• Your instructions: Return every line of the records that contains the word "beige". Case counts, so only lines where it appears in exactly that form should be returned.

Point labeling records:
------------------------------------------------------------

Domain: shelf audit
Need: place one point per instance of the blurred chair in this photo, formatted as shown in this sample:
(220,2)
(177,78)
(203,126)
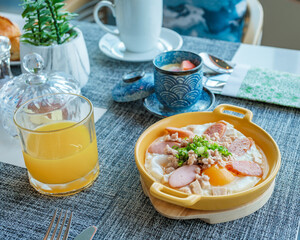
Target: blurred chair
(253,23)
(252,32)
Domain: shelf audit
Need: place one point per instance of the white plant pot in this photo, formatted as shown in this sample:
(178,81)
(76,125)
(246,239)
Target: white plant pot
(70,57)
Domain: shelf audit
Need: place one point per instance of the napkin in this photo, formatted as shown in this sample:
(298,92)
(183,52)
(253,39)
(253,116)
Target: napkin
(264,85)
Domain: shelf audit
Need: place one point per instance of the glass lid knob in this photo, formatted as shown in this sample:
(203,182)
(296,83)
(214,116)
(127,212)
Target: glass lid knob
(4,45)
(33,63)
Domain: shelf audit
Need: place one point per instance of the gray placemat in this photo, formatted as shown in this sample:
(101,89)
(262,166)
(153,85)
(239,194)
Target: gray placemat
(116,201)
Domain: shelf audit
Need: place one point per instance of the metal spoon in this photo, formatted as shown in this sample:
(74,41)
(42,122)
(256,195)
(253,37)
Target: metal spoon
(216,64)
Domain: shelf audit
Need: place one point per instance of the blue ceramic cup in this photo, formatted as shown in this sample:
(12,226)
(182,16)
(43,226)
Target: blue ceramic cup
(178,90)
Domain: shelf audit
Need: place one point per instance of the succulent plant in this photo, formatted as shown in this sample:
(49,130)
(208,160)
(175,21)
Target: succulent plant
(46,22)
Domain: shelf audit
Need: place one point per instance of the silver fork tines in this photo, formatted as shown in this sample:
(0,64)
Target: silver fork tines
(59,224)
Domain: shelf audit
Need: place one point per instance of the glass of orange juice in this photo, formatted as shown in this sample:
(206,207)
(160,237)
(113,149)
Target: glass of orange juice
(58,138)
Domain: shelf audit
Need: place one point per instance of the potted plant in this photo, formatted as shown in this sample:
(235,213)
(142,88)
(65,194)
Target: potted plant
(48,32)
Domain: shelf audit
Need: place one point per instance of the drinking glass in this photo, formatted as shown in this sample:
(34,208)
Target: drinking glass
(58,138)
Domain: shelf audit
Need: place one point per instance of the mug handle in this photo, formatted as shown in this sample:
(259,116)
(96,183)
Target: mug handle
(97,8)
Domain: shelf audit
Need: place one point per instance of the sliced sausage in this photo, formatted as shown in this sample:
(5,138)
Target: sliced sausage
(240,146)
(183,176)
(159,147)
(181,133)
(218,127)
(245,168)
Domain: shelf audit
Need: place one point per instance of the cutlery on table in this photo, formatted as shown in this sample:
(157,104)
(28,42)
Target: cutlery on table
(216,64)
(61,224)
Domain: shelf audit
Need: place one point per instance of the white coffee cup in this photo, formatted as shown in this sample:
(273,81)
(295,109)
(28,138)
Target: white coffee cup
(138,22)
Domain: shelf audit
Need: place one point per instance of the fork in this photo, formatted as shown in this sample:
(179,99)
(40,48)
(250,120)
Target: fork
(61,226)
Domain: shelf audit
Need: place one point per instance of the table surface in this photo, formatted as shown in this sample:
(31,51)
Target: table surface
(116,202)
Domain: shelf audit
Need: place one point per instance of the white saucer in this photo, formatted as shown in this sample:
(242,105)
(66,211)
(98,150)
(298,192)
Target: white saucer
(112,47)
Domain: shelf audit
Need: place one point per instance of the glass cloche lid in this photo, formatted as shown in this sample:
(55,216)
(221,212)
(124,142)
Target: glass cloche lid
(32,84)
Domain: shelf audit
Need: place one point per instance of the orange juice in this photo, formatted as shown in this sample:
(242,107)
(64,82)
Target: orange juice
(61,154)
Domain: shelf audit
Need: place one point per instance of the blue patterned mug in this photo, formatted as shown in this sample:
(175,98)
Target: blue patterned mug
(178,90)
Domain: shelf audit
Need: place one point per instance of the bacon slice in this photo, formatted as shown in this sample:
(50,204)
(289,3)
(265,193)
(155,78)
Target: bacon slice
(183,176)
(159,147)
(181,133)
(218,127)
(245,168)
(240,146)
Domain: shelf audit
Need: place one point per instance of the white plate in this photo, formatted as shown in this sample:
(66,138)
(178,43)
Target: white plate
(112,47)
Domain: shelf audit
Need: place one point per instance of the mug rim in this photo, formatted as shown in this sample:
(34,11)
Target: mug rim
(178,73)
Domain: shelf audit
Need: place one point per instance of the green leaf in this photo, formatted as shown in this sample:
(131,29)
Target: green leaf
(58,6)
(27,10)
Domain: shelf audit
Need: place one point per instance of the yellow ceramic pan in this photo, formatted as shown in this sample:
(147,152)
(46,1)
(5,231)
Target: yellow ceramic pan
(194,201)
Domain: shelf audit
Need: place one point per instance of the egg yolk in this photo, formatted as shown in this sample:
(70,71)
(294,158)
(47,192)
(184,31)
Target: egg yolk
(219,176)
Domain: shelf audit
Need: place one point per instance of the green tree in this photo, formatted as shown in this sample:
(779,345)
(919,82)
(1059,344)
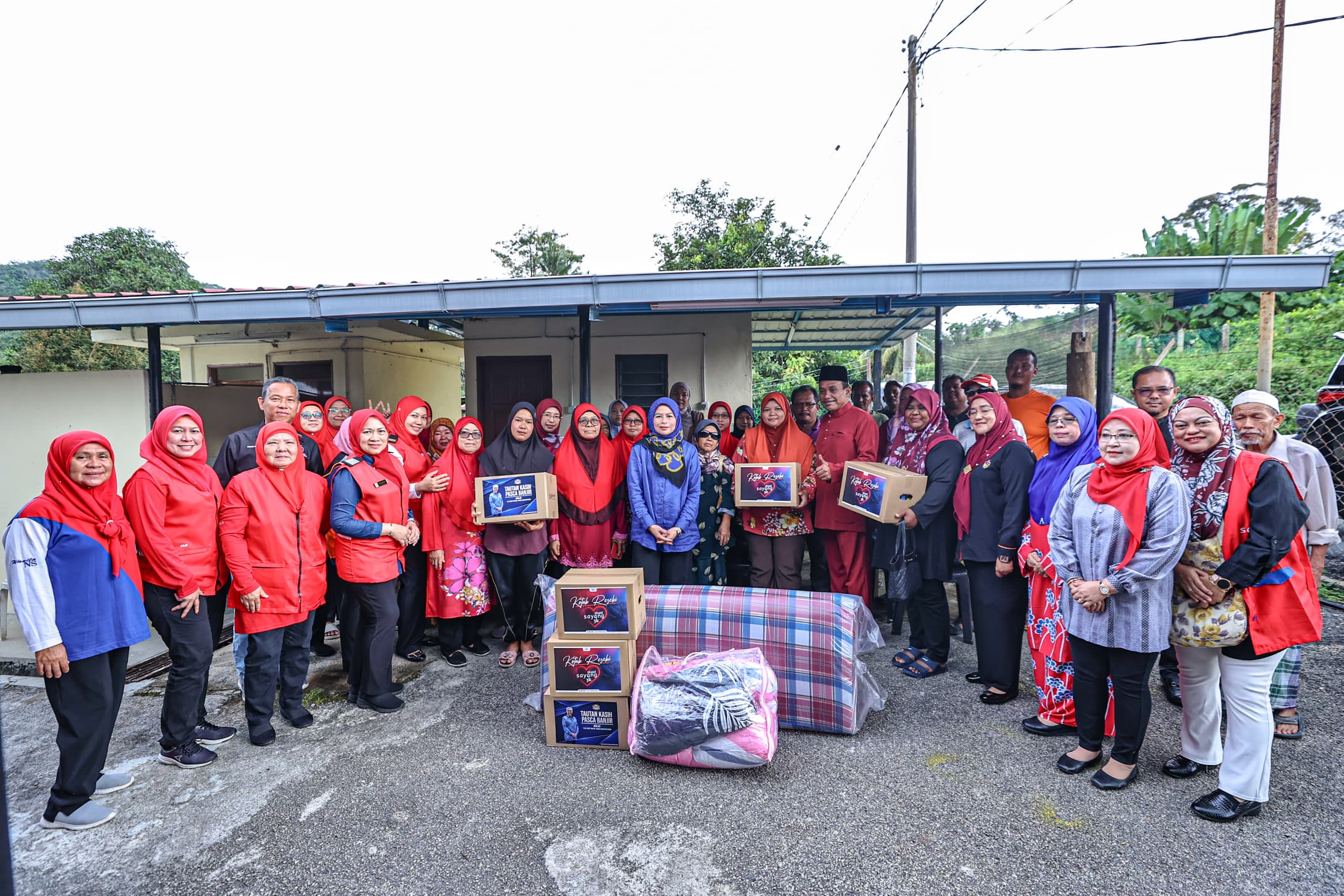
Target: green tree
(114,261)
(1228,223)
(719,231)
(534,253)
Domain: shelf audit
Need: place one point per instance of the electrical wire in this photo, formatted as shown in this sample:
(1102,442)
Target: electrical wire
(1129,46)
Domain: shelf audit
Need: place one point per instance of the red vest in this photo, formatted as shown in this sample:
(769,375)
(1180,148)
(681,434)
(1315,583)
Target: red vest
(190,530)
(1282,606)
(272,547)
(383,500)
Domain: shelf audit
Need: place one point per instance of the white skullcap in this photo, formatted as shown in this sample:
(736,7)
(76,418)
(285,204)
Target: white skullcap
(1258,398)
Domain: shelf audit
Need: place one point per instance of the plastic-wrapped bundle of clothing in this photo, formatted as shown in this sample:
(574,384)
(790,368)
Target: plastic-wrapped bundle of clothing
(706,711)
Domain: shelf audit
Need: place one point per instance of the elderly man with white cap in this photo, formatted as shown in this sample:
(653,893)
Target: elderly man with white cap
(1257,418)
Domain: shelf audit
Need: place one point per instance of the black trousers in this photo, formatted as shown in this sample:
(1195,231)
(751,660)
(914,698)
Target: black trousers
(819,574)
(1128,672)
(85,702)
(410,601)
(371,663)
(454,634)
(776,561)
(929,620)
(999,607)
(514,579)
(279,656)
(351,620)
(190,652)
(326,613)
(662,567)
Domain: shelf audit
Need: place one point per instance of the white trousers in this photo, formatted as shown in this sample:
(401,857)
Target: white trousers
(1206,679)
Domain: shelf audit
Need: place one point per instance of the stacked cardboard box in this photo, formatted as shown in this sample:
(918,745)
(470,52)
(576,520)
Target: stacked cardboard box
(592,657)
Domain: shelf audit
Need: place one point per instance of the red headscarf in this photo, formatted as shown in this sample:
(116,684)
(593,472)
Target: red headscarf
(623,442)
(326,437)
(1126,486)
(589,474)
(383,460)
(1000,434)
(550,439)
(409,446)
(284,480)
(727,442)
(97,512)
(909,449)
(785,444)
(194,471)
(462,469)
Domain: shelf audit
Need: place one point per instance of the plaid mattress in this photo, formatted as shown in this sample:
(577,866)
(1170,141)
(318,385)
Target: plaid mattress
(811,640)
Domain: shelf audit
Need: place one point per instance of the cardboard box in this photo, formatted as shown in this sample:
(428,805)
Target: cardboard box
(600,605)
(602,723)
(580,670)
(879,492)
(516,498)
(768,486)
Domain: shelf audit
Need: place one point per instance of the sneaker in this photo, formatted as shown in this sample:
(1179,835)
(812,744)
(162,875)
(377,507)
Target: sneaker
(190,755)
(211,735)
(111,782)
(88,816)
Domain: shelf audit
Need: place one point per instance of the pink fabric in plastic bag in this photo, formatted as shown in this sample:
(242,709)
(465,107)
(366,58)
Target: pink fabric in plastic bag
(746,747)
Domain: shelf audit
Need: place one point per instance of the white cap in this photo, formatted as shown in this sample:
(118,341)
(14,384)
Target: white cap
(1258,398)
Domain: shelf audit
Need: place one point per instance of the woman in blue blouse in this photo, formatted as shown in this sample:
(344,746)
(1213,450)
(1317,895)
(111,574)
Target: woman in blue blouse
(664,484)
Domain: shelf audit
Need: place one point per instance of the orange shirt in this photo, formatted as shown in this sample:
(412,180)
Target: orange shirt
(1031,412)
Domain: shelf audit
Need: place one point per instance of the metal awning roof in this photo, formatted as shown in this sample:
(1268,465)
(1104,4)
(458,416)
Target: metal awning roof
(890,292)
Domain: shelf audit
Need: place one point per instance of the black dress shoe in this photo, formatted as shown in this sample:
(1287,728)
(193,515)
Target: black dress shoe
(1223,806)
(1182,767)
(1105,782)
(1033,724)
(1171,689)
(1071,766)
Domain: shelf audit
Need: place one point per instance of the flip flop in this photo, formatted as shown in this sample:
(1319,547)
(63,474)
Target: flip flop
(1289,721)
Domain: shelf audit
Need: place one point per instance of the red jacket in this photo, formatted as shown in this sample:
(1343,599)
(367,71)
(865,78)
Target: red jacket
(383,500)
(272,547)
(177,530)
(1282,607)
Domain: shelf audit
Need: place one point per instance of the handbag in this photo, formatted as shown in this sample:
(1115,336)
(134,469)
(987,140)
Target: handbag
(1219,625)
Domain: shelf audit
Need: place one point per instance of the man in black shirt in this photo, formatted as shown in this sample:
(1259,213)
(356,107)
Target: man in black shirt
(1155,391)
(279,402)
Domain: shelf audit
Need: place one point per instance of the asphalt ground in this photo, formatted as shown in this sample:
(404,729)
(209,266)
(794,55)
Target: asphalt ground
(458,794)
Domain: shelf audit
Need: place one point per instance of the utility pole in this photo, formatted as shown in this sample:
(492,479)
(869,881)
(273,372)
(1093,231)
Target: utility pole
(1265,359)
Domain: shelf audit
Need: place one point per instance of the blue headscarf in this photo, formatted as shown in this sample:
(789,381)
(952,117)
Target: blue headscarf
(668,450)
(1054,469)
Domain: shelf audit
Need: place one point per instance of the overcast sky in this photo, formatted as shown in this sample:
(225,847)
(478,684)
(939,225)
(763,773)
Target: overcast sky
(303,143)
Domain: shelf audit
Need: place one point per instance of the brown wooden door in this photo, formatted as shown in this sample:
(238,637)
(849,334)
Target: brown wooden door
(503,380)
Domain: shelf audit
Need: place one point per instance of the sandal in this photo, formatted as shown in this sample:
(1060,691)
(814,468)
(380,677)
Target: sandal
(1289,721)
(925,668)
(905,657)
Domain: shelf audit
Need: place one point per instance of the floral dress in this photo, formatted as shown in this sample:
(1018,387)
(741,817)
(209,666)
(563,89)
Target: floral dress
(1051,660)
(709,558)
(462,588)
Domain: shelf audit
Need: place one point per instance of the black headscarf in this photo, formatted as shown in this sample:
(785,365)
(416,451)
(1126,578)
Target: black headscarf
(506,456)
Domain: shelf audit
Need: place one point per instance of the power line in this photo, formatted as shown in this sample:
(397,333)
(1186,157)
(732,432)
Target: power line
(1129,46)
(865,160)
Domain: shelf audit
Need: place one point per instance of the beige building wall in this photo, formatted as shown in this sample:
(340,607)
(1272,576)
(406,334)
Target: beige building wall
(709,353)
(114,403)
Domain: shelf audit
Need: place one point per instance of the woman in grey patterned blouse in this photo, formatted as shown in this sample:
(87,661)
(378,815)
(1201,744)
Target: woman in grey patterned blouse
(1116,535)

------------------------------------------------------------

• Worked solution:
Need: place one point per instance of the beige building wall in this photo, formatted as shown in this sample:
Target: beige building wall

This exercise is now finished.